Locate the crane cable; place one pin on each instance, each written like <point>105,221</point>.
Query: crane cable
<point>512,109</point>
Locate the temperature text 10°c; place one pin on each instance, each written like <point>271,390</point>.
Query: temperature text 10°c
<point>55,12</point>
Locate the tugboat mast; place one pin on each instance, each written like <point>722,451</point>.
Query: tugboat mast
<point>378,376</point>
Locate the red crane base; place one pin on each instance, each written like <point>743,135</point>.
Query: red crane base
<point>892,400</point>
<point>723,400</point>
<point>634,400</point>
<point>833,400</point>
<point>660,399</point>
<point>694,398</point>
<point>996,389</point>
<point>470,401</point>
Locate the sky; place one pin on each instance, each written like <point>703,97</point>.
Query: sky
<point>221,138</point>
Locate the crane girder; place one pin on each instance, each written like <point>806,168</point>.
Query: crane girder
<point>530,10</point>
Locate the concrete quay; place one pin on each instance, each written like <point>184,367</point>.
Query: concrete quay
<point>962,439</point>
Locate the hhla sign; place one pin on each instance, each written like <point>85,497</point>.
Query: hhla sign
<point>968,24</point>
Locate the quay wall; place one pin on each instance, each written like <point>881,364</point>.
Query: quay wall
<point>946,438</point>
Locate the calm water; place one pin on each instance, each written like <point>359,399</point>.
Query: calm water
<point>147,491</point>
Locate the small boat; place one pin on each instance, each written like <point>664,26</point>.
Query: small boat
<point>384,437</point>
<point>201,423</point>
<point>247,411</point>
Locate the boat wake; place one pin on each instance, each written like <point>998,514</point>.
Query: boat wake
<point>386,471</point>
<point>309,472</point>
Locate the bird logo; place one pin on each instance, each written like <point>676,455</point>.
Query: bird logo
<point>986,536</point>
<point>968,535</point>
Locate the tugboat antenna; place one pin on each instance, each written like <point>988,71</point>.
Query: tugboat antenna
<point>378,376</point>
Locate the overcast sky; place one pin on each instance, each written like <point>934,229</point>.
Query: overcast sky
..........
WHAT IS EXPECTED:
Rewrite the lines as a numbered list, omitting blank lines. Begin at the first line and stop after the line that contains "<point>55,12</point>".

EXPECTED OUTPUT:
1. Locate the crane cable; place one pin on each instance, each written like <point>105,221</point>.
2. Query: crane cable
3. <point>512,109</point>
4. Locate the temperature text 10°c; place one pin on each instance, each written like <point>271,390</point>.
5. Query: temperature text 10°c
6. <point>55,12</point>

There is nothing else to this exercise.